### Challenges
A. In the forum thread about project management software for museums, what product is Alan Noble's museum currently trying out?
B. Extract everything from "Hello all! I" down to "of applications currently?" in the forum thread.

### Excerpt to read
/---

# Resources > Photography, Video and Technology >  Project Management Software for Museums

## Alan Noble

Hello all! I am in the hunt for a good piece of software that will coordinate exhibition schedules, assign tasks, show deadlines and deliverables, allow for in-application communication and file sharing, etc. Ideally this program would integrate MS Outlook, and possibly our CMS. I have a long list of other wants and must haves, so I'm pretty sure what I'm after is going to have to be designed specifically for us. (Big bucks...) But if anyone has any experience using a program like this, could you point me in the right direction?
Thanks!
Alan

----------


## Paul Brewin

Hi Alan, good question, I'll be watching this topic to see what answers might come through. We don't utilize anything like that but it sounds like a good thing. Are you using a combination of applications currently?
At PACCIN Prep Con this *presentation* described a wiki system for Museum maintenance tasks, perhaps there's ideas in there of use. I recently heard of Atlassian but haven't dug into what they have that might translate to exhibition coordination.

----------


## Alan Noble

Paul, 
Currently, it's a combination of MS tools and word of mouth. Very low tech. I didn't find exactly what I was looking for from those resources you shared, but they were interesting solutions for other issues. I'll keep this thread updated when I find what i'm looking for. 
Thanks!
Alan

----------


## otterpope

Alan,

We have had good success with Trello.  We set ours up to track and share 'incoming', 'next up', 'active', and future tasks.  It can assign to individuals, contain deadlines, and it allows for tracking how long each task spends at each phase.  It connects most easily with google products with contained files being always synced and current on google drive even if someone made changes a minute ago.

If you're interested I can share our current and active board so you can see how we are using it.  It has been a lifesaver for sure.

Alex Moomey
Head Preparator - Arkansas Arts Center
amoomey@arkansasartscenter.org

----------


## Alan Noble

Alex,
You know, I think I saw that on the Atlassian site that Paul suggested. Perhaps I didn't give it a close enough look? If you're willing to do that Alex, that would be great. I'd love to take a look. We're currently in the process of trying out "Copper Project" to see if it will fit our needs, but I don't have an opinion on it just yet. 
Thanks!
Alan

----------

\---

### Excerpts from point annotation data
/---

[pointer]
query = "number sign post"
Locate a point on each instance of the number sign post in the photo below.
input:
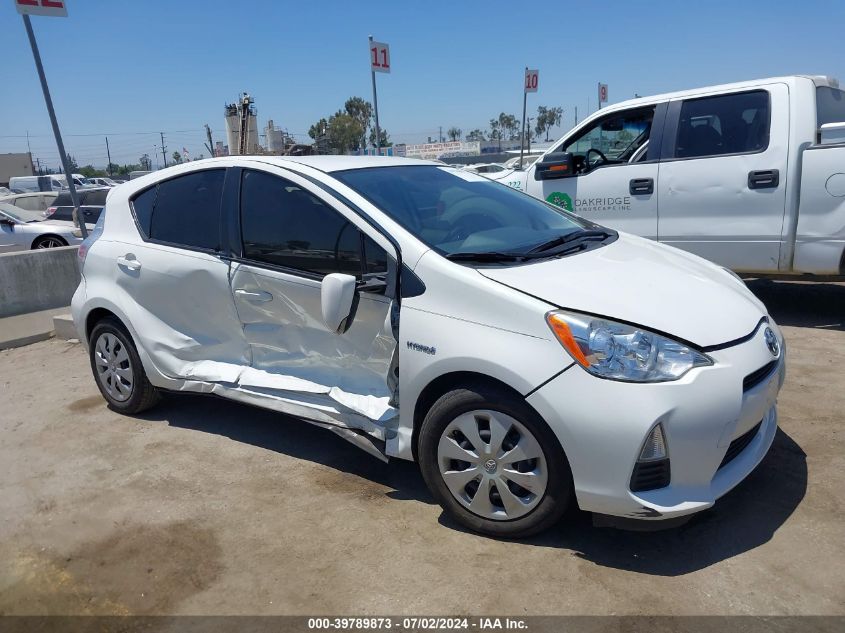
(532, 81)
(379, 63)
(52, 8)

\---
/---

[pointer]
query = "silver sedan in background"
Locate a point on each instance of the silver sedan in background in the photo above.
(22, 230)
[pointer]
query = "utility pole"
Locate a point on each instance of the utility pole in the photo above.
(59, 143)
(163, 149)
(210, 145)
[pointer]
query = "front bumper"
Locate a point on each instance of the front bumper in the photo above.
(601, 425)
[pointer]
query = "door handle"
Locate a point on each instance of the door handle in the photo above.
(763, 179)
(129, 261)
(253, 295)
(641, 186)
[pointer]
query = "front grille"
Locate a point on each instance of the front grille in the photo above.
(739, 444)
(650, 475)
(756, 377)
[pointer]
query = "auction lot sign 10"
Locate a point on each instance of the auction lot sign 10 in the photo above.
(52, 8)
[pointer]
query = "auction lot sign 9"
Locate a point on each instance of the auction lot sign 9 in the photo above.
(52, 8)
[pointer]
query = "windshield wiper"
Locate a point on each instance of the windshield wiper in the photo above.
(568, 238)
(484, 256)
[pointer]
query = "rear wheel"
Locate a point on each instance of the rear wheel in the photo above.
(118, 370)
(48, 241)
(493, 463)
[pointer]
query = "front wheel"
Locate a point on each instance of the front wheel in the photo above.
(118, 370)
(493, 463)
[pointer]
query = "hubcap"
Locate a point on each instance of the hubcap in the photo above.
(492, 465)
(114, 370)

\---

### Task answers
A. Copper Project

B.
Hello all! I am in the hunt for a good piece of software that will coordinate exhibition schedules, assign tasks, show deadlines and deliverables, allow for in-application communication and file sharing, etc. Ideally this program would integrate MS Outlook, and possibly our CMS. I have a long list of other wants and must haves, so I'm pretty sure what I'm after is going to have to be designed specifically for us. (Big bucks...) But if anyone has any experience using a program like this, could you point me in the right direction?
Thanks!
Alan

----------


## Paul Brewin

Hi Alan, good question, I'll be watching this topic to see what answers might come through. We don't utilize anything like that but it sounds like a good thing. Are you using a combination of applications currently?